**Text segment:**
4F-130 was a portable RF Leak Detector/Attenuation Meter Kit, introduced around 1991 by Euroshield Oy (now: ETS-Lindgren) in Eura (Finland). It is intended for testing the performance of EMC shielding enclosures, such as the RF-shielded rooms inside embassies that are used for confidential conversations. The 4F-130 can be used as a countermeasures device (TSCM) as well as TEMPEST certification tool. A modern digital version of the 4F-130 is known as the MF-9F [2].

The set consists of a separate transmitter and receiver, each of which is battery powered and has its own collapsible magenetic loop (H-field) antenna. The transmitter operates at one of four fixed frequencies: 10 kHz, 156 kHz, 1 MHz and 10 MHz. The receiver has a built-in 8-bit micro­processor that uses FFT to compare its 40-200 Hz Intermediate Frequency (IF) spectrum with the sprectrum that was stored during calibration.

The relative magnitude between the measured magnetic field strength and the calibrated value, is then shown in dB on the analogue instrument.

**Task goal:**
Reproduce word for word everything in the 4F-130 leak detector text from "4F-130 was a" down to "stored during calibration.".

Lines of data
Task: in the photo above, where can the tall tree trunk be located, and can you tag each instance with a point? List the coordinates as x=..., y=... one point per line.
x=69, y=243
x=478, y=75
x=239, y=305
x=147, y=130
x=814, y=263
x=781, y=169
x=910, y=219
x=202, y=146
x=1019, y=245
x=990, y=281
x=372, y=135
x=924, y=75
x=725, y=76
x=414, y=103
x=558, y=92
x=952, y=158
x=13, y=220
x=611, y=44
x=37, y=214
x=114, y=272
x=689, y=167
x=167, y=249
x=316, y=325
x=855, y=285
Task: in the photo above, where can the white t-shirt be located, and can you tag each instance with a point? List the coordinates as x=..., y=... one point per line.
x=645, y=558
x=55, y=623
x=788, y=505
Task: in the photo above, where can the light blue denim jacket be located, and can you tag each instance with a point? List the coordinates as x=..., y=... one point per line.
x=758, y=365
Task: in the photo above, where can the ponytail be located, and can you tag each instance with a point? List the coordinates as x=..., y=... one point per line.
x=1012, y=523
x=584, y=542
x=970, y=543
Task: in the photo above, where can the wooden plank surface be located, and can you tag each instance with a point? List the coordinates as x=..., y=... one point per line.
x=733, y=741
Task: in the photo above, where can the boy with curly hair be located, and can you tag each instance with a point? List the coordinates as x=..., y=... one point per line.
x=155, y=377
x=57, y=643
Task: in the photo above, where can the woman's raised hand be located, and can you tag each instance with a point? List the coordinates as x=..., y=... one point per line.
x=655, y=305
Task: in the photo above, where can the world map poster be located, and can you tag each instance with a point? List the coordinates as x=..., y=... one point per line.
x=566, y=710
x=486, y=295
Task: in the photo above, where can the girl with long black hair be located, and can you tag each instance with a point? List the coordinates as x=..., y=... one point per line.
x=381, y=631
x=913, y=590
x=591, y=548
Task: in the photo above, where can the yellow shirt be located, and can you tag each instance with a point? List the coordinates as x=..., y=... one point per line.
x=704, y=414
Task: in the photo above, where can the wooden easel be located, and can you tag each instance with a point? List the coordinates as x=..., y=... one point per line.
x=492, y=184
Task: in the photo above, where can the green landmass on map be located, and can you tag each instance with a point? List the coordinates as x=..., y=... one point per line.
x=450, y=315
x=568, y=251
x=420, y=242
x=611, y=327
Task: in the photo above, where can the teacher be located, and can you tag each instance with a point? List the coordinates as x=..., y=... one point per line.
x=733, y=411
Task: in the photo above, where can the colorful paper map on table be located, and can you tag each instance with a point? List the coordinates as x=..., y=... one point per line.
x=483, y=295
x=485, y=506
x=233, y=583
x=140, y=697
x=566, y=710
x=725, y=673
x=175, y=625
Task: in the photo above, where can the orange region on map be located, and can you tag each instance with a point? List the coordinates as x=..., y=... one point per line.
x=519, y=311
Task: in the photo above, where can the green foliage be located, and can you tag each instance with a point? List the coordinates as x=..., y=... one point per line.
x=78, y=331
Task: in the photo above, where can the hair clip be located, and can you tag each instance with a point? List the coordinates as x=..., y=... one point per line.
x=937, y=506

* * *

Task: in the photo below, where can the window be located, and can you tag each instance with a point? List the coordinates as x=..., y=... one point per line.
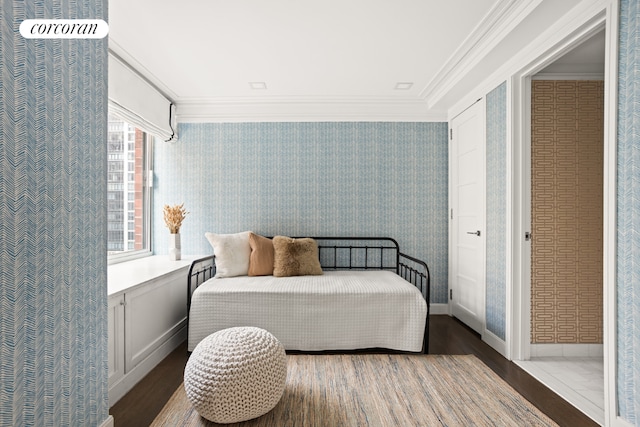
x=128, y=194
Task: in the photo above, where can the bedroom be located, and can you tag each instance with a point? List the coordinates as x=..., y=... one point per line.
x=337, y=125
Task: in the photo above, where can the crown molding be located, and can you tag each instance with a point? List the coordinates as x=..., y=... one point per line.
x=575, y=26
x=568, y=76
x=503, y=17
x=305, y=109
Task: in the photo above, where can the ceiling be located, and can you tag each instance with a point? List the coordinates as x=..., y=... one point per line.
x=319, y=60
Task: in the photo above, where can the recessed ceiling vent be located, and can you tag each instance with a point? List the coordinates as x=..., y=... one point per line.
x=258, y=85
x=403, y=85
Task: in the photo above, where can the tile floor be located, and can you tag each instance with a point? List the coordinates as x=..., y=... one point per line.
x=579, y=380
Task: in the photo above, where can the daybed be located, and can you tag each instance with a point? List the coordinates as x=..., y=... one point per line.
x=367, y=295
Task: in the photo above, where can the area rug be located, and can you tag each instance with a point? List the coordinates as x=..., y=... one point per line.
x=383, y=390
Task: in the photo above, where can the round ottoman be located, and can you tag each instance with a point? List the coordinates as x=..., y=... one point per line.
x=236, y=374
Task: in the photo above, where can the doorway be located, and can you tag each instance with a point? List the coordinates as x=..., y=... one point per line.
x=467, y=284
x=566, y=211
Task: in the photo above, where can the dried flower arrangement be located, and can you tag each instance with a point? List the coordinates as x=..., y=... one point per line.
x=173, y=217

**Result of this task:**
4F-130 was a portable RF Leak Detector/Attenuation Meter Kit, introduced around 1991 by Euroshield Oy (now: ETS-Lindgren) in Eura (Finland). It is intended for testing the performance of EMC shielding enclosures, such as the RF-shielded rooms inside embassies that are used for confidential conversations. The 4F-130 can be used as a countermeasures device (TSCM) as well as TEMPEST certification tool. A modern digital version of the 4F-130 is known as the MF-9F [2].

The set consists of a separate transmitter and receiver, each of which is battery powered and has its own collapsible magenetic loop (H-field) antenna. The transmitter operates at one of four fixed frequencies: 10 kHz, 156 kHz, 1 MHz and 10 MHz. The receiver has a built-in 8-bit micro­processor that uses FFT to compare its 40-200 Hz Intermediate Frequency (IF) spectrum with the sprectrum that was stored during calibration.